Brief A => Please pull out of the forum text on varmint calibers the passage starting with "Hey guys, I'm" and going on through "me. Your thoughts?", copied word for word.
Brief B => Write what comes next in the forum discussion about calibers for shooting gophers and groundhogs, starting after its last sentence.

Text block =>
I generally use .22lr for up to 75m, .17hmr up to 200m, and .204 for any time I want to see gopher acrobatics.
Sometimes .22 doesn't kill on the first shot.
17hmr always seems to kill on first shot (with some good flips etc.)
.204 always disembowels and dismembers and adds many gophers to the varmint air-force trick-flying acrobatic team :sniper:
 
Hey guys, I'm a long-time .22lr (casual) target shooter and relatively new to .17 HMR. I'm currently shopping FOR a .17 HMR for this purpose and will likely get it regardless of the input I get here....BUT, what has your experience been with groundhogs using a .22lr? What ammunition, what effect, how instant was the kill, etc. I know guys who say nothing less than a .17, others who say nothing less than .223 for the 100 yard shots they like to make but really...hasn't the .22lr taken more groundhogs than any other round? The place I've been invited to go next spring has some spooky (nervous?) groundhogs and apparently, you need to be prepared to make 100 yard shots almost every time. Sounds like .17 HMR territory to me. Your thoughts?

My feeling, after hunting these guys, is the .22 is marginal, especially on long shots. They are tough little boogers. I shot two of them with HP CCI mini mags at about 20 yds in the chest. Both ran away. I recovered them later. Bullet did not pass through. It kills them but not instantly- which is what you want. I have head shot them and that is more effective but I don't think head shots at 100 yds, even with an accurate .22, is going to result in instant kills. The .223 is appropriate at longer ranges IMO. I wouldn't hesitate to use it or my .204 Ruger. Bang, pink mist, done like dinner. Next.

Data segment =>
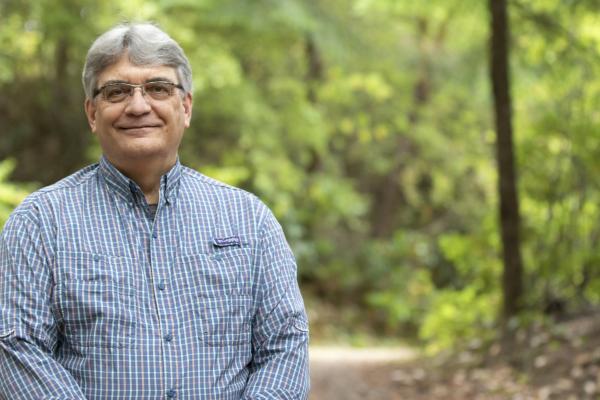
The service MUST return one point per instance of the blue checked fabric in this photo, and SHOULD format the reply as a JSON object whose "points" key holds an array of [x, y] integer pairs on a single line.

Exercise response A =>
Hey guys, I'm a long-time .22lr (casual) target shooter and relatively new to .17 HMR. I'm currently shopping FOR a .17 HMR for this purpose and will likely get it regardless of the input I get here....BUT, what has your experience been with groundhogs using a .22lr? What ammunition, what effect, how instant was the kill, etc. I know guys who say nothing less than a .17, others who say nothing less than .223 for the 100 yard shots they like to make but really...hasn't the .22lr taken more groundhogs than any other round? The place I've been invited to go next spring has some spooky (nervous?) groundhogs and apparently, you need to be prepared to make 100 yard shots almost every time. Sounds like .17 HMR territory to me. Your thoughts?

Exercise response B =>
I don't have any personal experience with the .17 HMR but it has to be better than the .22 at ranges over 25 yds. Best thing, of course, is to check with the guys you will hunt with as to what they use.
 
I've hit them with a .22 and seen them run back down the hole. I usually assume I missed, but the vultures the next day prove that was false.

In my opinion, the only way to shoot a groundhog is with a round which will kill it instantly, or almost instantly. .22 will not do that, so I consider it inhumane to use it on them.

A .17 or a .223 is much better.
 
If you use a .22 on gophers, there is only one load: CCI Velocitor. It is hands down the most effective .22 load on the market, nothing comes close, not even CCI's own Stinger. 40gr bullet at 1440fps, that really opens up gophers, and lifts them off the mound frequently too. PHHHHooomp. I've shot hundreds of gophers with them, they are also absurdly consistent and accurate. About 5 years ago now in a match I shot a 2.27" 200 yard 5 shot group with CCI Velocitors out of my Kimber. That's damn near MOA at 200 yards, with a .22LR! It beat the purpose built match ammo in the shoot. I've run it over my chrono too and it is bizarrely consistent.
 
Do you possibly mean prairie dog? I used to shoot prairie dogs in Ab all the time with a 22lr and they didn't live long, if at all. I don't know the range but I needed a cheap scope. We always called them ground hogs and real ground hogs were called marmots. It wasn't until later I learned the real names.

oops, just read Ardent's post, gopher's is what we called prairie dogs. Sorry it was 30 years ago.
 
I generally use .22lr for up to 75m, .17hmr up to 200m, and .204 for any time I want to see gopher acrobatics.
Sometimes .22 doesn't kill on the first shot.
17hmr always seems to kill on first shot (with some good flips etc.)
.204 always disembowels and dismembers and adds many gophers to the varmint air-force trick-flying acrobatic team :sniper:

The OP said groundhogs- i am assuming he didn't mean gophers. That is a totally different scenario if he meant gophers.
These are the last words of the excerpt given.